(GIVEN ENTRIES)
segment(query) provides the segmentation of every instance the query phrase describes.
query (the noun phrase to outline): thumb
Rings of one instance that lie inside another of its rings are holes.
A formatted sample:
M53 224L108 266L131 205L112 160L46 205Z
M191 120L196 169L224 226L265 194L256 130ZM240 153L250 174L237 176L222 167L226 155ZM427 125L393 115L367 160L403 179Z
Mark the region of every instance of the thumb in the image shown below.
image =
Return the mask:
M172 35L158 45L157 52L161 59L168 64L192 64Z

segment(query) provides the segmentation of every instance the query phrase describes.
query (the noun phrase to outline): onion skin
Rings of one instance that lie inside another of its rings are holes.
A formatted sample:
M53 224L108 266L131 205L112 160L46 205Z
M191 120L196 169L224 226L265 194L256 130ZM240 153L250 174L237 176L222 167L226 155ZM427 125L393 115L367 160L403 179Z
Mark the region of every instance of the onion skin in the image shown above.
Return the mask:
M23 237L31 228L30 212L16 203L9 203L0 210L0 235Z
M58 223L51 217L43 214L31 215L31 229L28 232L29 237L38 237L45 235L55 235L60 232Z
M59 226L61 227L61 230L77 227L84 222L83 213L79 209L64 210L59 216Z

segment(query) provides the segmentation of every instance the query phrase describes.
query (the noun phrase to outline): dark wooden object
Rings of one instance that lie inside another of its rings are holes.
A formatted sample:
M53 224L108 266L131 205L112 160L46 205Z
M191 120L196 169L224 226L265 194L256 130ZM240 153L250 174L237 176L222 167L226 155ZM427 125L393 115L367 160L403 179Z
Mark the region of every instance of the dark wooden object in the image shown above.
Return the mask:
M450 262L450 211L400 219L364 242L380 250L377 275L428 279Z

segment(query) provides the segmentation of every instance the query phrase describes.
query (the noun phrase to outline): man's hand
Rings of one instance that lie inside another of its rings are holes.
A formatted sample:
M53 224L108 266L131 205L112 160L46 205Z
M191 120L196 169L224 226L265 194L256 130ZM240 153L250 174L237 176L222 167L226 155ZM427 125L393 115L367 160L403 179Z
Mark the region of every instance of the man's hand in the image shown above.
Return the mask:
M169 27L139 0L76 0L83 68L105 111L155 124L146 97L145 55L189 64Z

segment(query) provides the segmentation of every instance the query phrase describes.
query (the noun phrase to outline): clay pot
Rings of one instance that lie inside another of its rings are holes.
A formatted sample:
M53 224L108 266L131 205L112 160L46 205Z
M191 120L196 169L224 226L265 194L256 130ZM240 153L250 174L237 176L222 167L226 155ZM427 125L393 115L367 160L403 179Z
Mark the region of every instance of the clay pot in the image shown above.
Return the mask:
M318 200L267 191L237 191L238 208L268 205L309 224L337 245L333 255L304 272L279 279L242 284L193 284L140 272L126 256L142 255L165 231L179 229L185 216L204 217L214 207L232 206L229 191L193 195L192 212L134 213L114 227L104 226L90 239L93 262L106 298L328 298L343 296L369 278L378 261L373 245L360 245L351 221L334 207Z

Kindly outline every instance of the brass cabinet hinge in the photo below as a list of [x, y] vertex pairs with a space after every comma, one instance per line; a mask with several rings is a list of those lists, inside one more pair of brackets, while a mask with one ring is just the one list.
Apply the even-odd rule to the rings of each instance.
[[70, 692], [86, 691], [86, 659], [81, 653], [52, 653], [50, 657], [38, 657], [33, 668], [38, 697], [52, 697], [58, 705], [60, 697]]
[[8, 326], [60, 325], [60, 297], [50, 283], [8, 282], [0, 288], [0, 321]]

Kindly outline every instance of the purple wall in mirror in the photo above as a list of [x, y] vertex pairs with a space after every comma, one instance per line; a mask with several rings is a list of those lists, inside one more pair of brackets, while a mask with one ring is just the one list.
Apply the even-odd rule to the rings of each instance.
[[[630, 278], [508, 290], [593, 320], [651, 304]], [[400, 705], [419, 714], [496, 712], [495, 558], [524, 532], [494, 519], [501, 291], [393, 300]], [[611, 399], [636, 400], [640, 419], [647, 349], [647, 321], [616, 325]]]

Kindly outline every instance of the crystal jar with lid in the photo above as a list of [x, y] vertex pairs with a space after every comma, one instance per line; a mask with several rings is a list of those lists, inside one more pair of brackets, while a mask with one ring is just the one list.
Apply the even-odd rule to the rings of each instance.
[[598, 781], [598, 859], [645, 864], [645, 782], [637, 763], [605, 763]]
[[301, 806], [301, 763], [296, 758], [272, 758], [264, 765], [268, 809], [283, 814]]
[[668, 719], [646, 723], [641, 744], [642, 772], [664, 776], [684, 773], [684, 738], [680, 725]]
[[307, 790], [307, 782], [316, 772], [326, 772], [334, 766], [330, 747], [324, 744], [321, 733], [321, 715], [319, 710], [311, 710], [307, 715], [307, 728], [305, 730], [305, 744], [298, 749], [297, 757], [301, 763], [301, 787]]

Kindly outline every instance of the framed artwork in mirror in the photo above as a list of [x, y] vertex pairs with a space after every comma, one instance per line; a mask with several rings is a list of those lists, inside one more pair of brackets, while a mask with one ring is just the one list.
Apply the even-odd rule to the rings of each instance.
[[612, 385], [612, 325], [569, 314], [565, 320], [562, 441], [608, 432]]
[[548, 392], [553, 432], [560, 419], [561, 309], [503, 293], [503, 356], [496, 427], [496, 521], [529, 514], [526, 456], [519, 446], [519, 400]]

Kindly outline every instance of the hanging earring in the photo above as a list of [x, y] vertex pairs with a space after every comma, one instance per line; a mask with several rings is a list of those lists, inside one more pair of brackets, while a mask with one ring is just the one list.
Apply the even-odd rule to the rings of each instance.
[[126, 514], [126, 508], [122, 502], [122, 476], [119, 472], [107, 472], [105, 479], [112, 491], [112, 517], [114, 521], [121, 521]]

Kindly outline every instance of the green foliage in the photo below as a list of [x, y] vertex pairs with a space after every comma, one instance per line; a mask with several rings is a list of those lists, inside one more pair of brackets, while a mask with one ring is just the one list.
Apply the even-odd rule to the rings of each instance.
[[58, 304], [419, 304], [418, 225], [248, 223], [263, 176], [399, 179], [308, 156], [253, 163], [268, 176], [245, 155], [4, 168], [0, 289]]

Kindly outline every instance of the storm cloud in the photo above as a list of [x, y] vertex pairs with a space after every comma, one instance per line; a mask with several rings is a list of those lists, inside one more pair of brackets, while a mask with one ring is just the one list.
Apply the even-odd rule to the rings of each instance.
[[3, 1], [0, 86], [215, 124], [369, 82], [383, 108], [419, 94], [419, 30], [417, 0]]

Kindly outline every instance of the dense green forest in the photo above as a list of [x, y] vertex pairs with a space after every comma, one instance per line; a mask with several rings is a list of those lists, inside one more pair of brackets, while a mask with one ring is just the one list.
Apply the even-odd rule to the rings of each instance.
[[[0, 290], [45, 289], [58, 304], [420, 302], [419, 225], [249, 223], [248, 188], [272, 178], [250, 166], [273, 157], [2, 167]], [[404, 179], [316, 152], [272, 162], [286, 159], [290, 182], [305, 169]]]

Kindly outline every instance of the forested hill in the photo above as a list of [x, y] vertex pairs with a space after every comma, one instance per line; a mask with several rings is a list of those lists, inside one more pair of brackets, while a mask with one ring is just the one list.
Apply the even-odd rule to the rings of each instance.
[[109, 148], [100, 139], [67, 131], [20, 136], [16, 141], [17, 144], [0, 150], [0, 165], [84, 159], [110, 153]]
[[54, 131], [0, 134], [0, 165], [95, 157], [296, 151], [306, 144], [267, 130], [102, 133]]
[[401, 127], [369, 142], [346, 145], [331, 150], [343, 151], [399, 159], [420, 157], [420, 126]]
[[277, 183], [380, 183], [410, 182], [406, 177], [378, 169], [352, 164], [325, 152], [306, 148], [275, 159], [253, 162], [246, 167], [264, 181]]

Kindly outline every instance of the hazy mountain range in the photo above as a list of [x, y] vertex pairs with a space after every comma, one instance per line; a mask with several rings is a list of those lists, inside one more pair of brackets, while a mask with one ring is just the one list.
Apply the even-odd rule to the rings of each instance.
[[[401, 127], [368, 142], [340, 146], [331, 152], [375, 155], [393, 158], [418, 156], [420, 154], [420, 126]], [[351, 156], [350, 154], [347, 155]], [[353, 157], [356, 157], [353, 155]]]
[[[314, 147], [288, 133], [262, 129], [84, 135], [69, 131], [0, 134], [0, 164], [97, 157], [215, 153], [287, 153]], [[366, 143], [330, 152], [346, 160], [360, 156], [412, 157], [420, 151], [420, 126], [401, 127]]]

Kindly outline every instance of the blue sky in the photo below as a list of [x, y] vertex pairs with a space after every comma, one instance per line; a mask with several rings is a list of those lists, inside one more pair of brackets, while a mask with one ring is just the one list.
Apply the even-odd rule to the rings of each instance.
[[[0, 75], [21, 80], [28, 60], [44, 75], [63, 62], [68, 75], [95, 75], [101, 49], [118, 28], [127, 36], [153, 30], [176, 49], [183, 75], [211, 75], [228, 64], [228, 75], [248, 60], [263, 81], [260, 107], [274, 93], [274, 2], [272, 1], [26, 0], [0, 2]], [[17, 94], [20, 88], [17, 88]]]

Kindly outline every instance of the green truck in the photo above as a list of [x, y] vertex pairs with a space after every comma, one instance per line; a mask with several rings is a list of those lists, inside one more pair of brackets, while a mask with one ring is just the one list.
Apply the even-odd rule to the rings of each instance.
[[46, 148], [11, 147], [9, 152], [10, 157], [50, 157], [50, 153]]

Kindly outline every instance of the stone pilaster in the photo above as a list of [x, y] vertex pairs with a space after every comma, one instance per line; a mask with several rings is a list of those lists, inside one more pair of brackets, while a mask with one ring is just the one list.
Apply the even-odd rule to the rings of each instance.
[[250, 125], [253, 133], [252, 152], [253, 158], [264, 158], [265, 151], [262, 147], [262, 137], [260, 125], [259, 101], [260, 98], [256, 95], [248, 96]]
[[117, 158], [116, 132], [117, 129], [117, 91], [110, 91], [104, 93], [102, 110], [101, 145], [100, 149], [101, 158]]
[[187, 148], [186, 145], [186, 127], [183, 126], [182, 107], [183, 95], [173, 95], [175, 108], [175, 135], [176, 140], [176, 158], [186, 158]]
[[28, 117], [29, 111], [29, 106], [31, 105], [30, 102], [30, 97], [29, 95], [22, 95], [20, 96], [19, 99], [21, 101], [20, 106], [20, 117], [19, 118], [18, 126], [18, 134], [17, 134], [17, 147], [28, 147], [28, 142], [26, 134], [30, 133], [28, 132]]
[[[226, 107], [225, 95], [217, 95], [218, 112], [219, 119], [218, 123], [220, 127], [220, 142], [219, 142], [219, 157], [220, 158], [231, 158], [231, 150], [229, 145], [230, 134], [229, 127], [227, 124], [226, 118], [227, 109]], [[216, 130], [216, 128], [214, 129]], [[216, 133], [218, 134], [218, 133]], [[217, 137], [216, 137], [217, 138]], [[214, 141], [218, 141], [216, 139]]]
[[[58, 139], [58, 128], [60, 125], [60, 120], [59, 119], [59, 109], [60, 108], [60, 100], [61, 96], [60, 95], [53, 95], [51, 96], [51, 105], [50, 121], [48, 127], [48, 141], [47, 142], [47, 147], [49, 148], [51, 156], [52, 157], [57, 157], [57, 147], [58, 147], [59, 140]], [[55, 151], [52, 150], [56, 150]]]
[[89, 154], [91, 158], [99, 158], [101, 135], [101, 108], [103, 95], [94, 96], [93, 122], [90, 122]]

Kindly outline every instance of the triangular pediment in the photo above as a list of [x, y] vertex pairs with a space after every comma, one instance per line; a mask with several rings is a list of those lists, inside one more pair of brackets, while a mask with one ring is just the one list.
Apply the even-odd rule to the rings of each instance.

(REQUEST) Starting at the top of the records and ending with the line that contains "M172 35L158 45L157 52L161 59L168 64L192 64Z", write those lines again, swapping "thumb" for "index finger" and leaving everything else unchanged.

(FINISHED ANSWER)
segment(query) provides the segmentation of every instance the query phrase describes.
query (the noun phrase to outline): index finger
Rings of one instance that lie inside another of its rings are holes.
A formatted sample:
M53 224L108 266L131 205L112 160L46 205Z
M191 120L196 169L224 226L265 194L256 130ZM240 153L250 174L237 176L222 167L226 155ZM427 125L393 115L367 160L403 179Z
Mark the region of every instance of the index finger in the image shown below.
image =
Return the mask:
M172 35L158 45L157 52L161 59L168 64L192 64Z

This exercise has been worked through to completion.